EXERCISE GOAL: Every line below that contains the word "packaged" must be copied.

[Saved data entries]
========================================================================

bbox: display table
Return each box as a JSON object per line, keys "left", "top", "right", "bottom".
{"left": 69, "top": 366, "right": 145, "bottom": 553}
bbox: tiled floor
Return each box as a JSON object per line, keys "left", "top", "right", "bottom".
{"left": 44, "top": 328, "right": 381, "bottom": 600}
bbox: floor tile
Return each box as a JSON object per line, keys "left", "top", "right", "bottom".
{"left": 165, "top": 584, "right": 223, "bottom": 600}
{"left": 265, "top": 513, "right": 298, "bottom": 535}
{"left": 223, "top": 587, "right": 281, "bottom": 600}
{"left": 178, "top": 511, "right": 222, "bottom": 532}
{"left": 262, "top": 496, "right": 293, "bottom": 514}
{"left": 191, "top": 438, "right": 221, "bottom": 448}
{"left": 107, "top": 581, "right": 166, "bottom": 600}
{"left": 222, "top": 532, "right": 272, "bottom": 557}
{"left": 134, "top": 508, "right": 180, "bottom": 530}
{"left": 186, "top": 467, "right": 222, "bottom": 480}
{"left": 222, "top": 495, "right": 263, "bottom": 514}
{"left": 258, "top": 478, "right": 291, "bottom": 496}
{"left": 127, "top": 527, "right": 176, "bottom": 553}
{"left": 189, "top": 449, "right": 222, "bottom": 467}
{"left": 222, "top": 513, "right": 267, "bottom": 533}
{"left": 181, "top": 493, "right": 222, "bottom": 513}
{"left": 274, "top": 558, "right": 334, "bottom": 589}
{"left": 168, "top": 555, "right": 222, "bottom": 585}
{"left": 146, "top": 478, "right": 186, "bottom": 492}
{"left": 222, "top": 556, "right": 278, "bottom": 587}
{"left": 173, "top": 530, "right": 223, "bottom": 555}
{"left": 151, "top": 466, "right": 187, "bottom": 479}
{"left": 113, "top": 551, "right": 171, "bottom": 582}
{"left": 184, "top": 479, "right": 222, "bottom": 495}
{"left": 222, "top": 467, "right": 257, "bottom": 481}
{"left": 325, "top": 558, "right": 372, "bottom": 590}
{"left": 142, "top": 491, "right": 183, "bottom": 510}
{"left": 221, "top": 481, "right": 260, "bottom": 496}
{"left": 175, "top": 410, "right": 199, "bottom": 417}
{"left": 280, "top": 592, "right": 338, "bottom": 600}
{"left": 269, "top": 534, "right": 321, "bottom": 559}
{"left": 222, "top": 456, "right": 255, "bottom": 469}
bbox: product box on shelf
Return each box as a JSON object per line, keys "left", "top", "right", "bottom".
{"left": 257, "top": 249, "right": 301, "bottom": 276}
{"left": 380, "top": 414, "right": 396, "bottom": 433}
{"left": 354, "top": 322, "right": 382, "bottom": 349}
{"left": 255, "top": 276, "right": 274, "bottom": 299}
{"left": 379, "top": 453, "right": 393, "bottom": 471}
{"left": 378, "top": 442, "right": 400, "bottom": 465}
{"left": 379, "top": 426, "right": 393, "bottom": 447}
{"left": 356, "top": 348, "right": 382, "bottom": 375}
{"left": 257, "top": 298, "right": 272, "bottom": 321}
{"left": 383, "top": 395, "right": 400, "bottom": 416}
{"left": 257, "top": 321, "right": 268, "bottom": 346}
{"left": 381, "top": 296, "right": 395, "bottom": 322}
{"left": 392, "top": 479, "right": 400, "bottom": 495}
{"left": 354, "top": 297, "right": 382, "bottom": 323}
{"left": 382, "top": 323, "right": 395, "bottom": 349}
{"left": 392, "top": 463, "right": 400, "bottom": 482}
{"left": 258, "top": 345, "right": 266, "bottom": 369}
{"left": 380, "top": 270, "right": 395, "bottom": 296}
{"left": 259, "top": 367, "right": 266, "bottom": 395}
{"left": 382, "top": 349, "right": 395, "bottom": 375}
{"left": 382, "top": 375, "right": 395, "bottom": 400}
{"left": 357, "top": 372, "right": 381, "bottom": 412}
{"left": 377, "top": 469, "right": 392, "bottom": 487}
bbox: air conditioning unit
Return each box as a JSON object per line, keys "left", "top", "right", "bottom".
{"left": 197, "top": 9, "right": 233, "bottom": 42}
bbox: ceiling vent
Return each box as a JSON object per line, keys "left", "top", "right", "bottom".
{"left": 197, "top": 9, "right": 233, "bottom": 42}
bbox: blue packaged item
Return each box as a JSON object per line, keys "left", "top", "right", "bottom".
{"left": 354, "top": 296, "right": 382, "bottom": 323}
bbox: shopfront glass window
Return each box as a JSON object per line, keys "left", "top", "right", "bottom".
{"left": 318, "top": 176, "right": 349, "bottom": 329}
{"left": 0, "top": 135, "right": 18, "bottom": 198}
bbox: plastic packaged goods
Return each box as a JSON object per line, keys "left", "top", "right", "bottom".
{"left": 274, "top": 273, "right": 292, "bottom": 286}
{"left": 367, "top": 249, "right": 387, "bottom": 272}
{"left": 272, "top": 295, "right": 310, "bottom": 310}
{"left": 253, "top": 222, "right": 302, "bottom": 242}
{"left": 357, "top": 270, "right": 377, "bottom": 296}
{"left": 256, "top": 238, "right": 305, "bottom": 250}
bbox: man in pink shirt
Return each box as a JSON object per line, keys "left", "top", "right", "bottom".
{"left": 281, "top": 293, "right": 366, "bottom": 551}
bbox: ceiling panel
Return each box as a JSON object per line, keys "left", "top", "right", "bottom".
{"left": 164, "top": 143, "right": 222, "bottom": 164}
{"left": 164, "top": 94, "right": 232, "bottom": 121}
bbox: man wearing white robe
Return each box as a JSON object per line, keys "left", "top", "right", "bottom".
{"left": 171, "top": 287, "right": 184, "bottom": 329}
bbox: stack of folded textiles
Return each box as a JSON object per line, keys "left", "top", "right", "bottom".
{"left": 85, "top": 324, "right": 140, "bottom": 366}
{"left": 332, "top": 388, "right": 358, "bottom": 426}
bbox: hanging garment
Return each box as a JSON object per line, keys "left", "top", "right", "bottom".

========================================================================

COMPLETED EXERCISE:
bbox: blue packaged item
bbox: plastic packaged goods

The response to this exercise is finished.